-- INPUT RECORDS --
┏━━
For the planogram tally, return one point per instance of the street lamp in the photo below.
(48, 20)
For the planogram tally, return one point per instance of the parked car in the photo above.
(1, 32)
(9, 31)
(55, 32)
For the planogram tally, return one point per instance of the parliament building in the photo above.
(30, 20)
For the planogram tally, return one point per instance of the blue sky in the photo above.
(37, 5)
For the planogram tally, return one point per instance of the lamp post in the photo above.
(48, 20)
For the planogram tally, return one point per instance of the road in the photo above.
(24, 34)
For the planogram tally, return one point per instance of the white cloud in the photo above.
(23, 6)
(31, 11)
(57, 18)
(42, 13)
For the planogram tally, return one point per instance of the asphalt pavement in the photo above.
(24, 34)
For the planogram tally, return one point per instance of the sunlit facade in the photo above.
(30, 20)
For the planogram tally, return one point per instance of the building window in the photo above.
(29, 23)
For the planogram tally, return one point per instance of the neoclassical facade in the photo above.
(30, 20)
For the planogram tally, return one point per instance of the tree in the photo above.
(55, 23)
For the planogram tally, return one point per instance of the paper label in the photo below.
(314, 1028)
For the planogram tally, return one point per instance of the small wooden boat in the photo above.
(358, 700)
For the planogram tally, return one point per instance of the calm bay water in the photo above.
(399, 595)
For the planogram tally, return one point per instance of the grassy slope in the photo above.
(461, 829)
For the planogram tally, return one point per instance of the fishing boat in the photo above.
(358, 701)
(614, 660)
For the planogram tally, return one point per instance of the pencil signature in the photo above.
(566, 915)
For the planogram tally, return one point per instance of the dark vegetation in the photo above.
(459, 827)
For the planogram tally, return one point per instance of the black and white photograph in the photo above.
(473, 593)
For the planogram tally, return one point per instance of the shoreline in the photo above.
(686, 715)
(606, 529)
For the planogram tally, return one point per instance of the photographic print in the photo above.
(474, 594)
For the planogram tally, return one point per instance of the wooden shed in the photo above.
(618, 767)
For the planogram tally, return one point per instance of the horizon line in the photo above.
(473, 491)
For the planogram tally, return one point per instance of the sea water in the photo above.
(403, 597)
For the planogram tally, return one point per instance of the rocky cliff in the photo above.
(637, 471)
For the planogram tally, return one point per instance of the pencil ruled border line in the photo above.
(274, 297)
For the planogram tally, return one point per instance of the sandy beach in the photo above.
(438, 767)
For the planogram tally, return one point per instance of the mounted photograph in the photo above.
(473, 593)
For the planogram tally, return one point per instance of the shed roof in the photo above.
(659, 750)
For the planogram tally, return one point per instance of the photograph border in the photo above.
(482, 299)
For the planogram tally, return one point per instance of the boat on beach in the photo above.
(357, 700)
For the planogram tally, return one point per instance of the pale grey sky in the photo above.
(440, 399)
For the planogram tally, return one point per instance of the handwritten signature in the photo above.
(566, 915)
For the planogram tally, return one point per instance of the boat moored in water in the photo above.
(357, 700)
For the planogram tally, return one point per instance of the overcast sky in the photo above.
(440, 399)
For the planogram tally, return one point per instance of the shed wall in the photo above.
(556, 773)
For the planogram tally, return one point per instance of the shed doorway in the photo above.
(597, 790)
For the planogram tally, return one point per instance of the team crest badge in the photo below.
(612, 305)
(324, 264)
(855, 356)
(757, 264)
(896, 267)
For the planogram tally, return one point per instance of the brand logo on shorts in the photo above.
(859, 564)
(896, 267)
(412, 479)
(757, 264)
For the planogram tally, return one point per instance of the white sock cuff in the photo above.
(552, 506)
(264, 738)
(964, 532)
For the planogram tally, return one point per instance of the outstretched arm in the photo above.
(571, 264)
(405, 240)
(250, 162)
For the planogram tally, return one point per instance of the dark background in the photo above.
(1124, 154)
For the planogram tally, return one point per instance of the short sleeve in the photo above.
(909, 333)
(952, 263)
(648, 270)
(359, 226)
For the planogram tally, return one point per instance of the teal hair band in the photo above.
┗━━
-- PROMPT --
Please rewrite all the records above, changing every "planogram tally" to "shelf audit" and leaving everything else unchanged.

-- RESULT FOR THIS EXERCISE --
For the shelf audit, return one point per instance of the street lamp in the photo below.
(48, 20)
For the shelf audit, return one point per instance of the parked car in the photo above.
(1, 32)
(9, 31)
(55, 32)
For the shelf audit, return one point per instance of the parliament building in the photo above.
(30, 20)
For the shelf audit, return one point per instance of the blue sky in the photo above.
(37, 5)
For the shelf audit, return one point per instance of the lamp post in the photo above.
(48, 20)
For the shelf audit, return one point per instance of the road in the photo above.
(24, 34)
For the shelf audit, return one point per instance of the white cloud in the photo above.
(23, 6)
(31, 11)
(57, 18)
(42, 13)
For the shelf audit, return one point per instance of the asphalt pavement in the photo above.
(24, 34)
For the shelf audit, return one point per instance of the sunlit facade in the photo above.
(30, 20)
For the shelf audit, return one point per instance of the building window in the photo above.
(29, 23)
For the shelf audit, return one point per instance of the neoclassical facade in the photo above.
(30, 20)
For the shelf audit, return one point per instance of the tree in the photo above.
(55, 23)
For the shelf audit, return one point per instance of the paper label in the photo below.
(314, 1028)
For the shelf audit, return one point per instance of the small wooden boat in the photo above.
(358, 700)
For the shelf audit, return one point per instance of the calm bay water in the photo above.
(399, 595)
For the shelf audit, return one point per instance of the grassy slope in the photo above.
(461, 829)
For the shelf audit, return one point per instance of the fishing boat in the photo above.
(358, 701)
(614, 660)
For the shelf audit, return one point per instance of the pencil signature in the photo above.
(566, 915)
For the shelf audit, return one point per instance of the dark vegetation in the photo above.
(459, 827)
For the shelf audit, return one point per instance of the black and white photograph in the photo above.
(473, 593)
For the shelf audit, return one point per instance of the shoreline in the photo above.
(686, 715)
(606, 529)
For the shelf audit, return one point per instance of the photographic print in the photo above.
(474, 594)
For the shelf audit, return one point per instance of the wooden shed in the photo above.
(618, 767)
For the shelf audit, return one point per instance of the horizon line in the photo above.
(473, 491)
For the shelf audit, return one point per instance of the sea water in the photo above.
(403, 597)
For the shelf audit, return one point per instance of the rocky cliff in the photo above.
(637, 471)
For the shelf audit, return one point per instance of the pencil ruled border line in the photo above.
(274, 297)
For the shelf audit, return one point per instance of the sandy beach in the photo above.
(438, 767)
For the shelf audit, return one point per instance of the mounted photograph in the photo above.
(473, 593)
For the shelf audit, return one point per instance of the shed roof in the photo above.
(659, 750)
For the shelf audit, return one point per instance of the photograph border in the photo above.
(482, 299)
For the shelf audit, return one point per instance of the boat on beach in the photo above.
(357, 700)
For the shelf audit, return one point per instance of the pale grey sky in the photo above.
(440, 399)
For the shelf audit, return one point per instance of the handwritten signature in the photo above.
(566, 915)
For the shelf audit, return one point per instance of the boat moored in water in the photo above.
(357, 700)
For the shelf audit, return one point per instance of the overcast sky in the photo above.
(440, 399)
For the shelf audit, return one point per instance of the shed wall in the photo above.
(556, 773)
For the shelf audit, return one point per instance of the shed doorway in the photo above.
(597, 790)
For the shelf audit, return one point per instance of the team crest badge in the photo below.
(612, 305)
(324, 264)
(855, 356)
(757, 264)
(896, 267)
For the shelf audit, return one point per instance of the brand logo on shorts in the photo above.
(859, 564)
(896, 267)
(412, 479)
(757, 264)
For the shelf audit, return one point per instance of the white sock cuff in the photo above.
(552, 506)
(264, 738)
(964, 532)
For the shelf audit, return one point per instance of the outstretched arm in the photo above.
(571, 264)
(405, 240)
(250, 162)
For the shelf audit, return one point per instance of the dark background in the photo above.
(1124, 154)
For the shelf audit, return one point per instance of the short sleeve in the photo above.
(909, 333)
(952, 263)
(648, 270)
(359, 226)
For the shelf audit, return one point per instance of the teal hair band in the photo above.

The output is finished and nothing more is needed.